--- DATA ROWS ---

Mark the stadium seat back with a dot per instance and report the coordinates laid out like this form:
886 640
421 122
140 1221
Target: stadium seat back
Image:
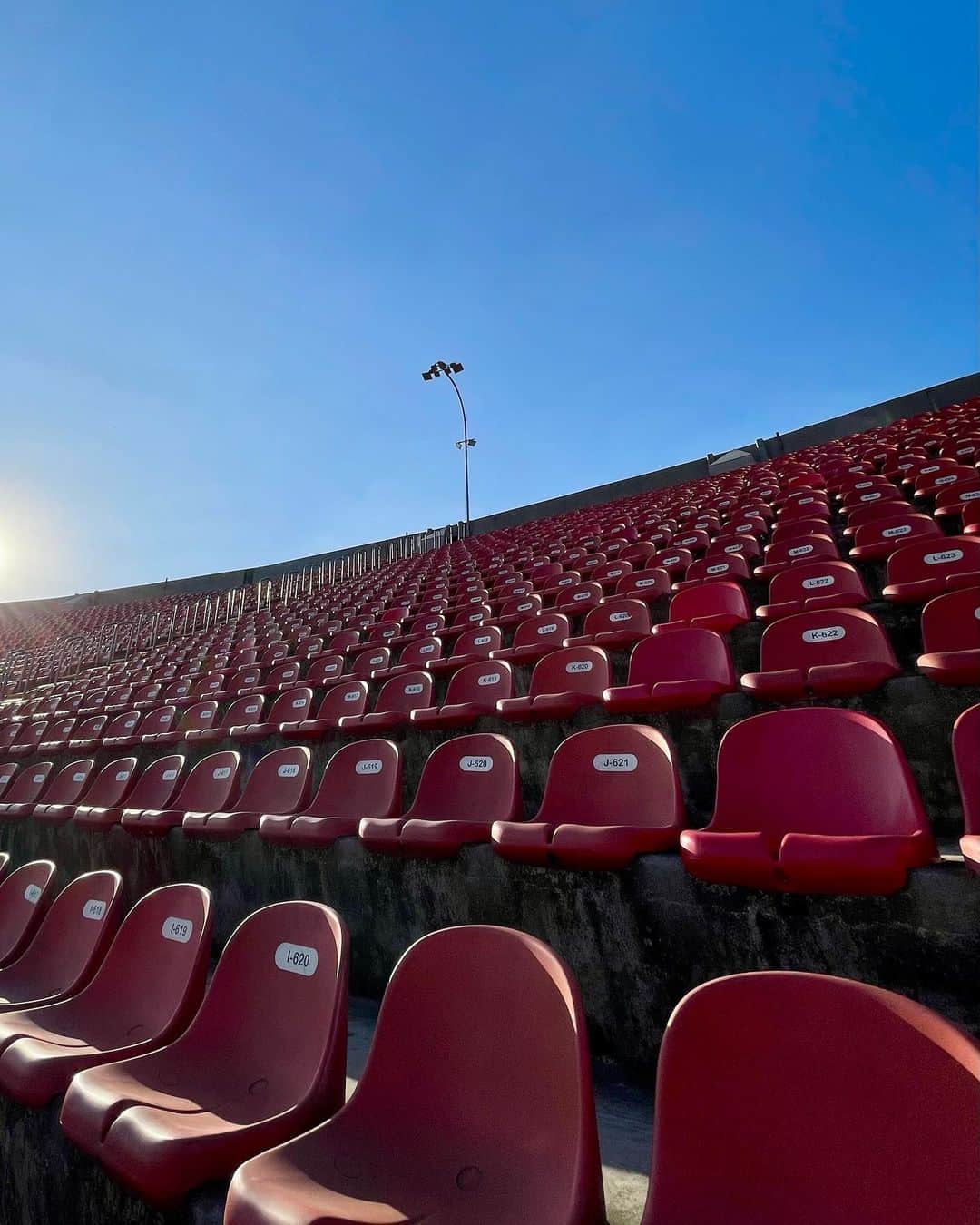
69 784
802 1072
24 897
160 720
325 669
615 774
112 784
681 655
952 622
361 779
832 637
290 707
818 770
30 784
70 942
211 783
153 973
345 700
244 710
405 693
7 773
472 778
456 1000
279 781
571 671
158 783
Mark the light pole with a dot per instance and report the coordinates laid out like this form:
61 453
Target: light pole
448 369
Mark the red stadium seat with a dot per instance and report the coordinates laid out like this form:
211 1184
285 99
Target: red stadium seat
289 707
714 570
966 760
879 538
325 671
644 584
28 741
821 654
195 718
158 721
951 636
279 783
671 671
396 701
338 702
615 625
26 790
365 664
720 606
88 732
972 518
154 789
612 793
165 1122
69 946
843 816
416 654
361 779
469 648
563 683
534 639
211 787
769 1083
412 1144
7 773
930 567
109 787
67 787
239 714
466 786
24 898
56 735
142 996
797 553
473 691
823 584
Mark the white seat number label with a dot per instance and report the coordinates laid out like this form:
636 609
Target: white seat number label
179 930
476 765
297 959
829 633
614 763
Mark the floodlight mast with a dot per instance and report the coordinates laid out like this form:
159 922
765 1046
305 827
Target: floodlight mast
448 369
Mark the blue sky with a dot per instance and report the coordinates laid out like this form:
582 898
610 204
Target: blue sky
234 234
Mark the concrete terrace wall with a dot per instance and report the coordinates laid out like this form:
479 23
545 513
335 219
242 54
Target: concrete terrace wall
808 435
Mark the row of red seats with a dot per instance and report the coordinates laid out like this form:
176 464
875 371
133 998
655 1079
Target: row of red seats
847 818
829 653
456 1119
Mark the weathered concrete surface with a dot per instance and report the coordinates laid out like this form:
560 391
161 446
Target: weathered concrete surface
637 940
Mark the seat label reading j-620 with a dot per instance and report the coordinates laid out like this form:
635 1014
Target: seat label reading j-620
179 930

---

- _EXERCISE BRIEF_: Reproduce the material word for word, minus the images.

- _ANSWER IN FULL_:
Mark the stadium seat back with a dot per instance and report the coordinates laid out like this form:
886 640
421 122
140 1221
Target: stadium seat back
Image:
69 784
802 1072
24 897
160 720
325 669
615 774
112 784
681 655
952 622
361 779
832 637
290 707
818 770
30 784
70 942
211 783
153 973
345 700
244 710
405 693
7 773
472 778
456 1000
279 781
571 671
158 783
Mark the light pole with a dot per instance and report the coordinates laid out like this form:
61 453
Target: light pole
448 369
Mark the red stadium seat with a dot per instance and report the coordinates laid out like this form:
211 1184
285 99
Target: red stadium seat
289 707
714 570
966 760
879 538
325 671
644 584
28 741
821 654
195 718
158 721
951 636
279 783
671 671
396 701
338 702
615 625
26 790
365 664
720 606
88 732
972 518
154 789
612 793
165 1122
69 946
843 816
416 654
361 779
469 648
563 683
534 639
211 787
769 1083
412 1144
7 773
930 567
109 787
67 787
239 714
466 786
24 898
56 735
142 996
797 553
473 691
823 584
Mark the white seat number label with a dot per instance and report the coordinates laid out like this form:
636 609
Target: white seat number label
179 930
476 765
297 959
829 633
614 763
Mark the floodlight mast with a dot per instance and report the coordinates laid out like this form:
159 922
765 1046
305 827
Target: floodlight mast
448 369
Mark the blue sky with a dot per instance and report the coordinates laid out like this form:
582 898
610 204
Target: blue sky
234 234
Mark the concrete terrace wall with a dot per instance and report the coordinates laid out like this form:
479 23
545 513
335 219
242 54
Target: concrete terrace wall
808 435
Mark the row of red seats with a dot per instance and report the coordinates laid out like this form:
176 464
875 371
133 998
655 1079
Target: row of red seats
847 818
829 653
456 1119
Mark the weathered concrete surface with a dot per instance and report the coordinates laid out like this form:
560 391
161 446
Target: weathered concrete surface
637 940
Mark the seat label reading j-620 with a dot per instance and report the coordinates laid out like this form:
635 1014
Target: seat label reading j-620
179 930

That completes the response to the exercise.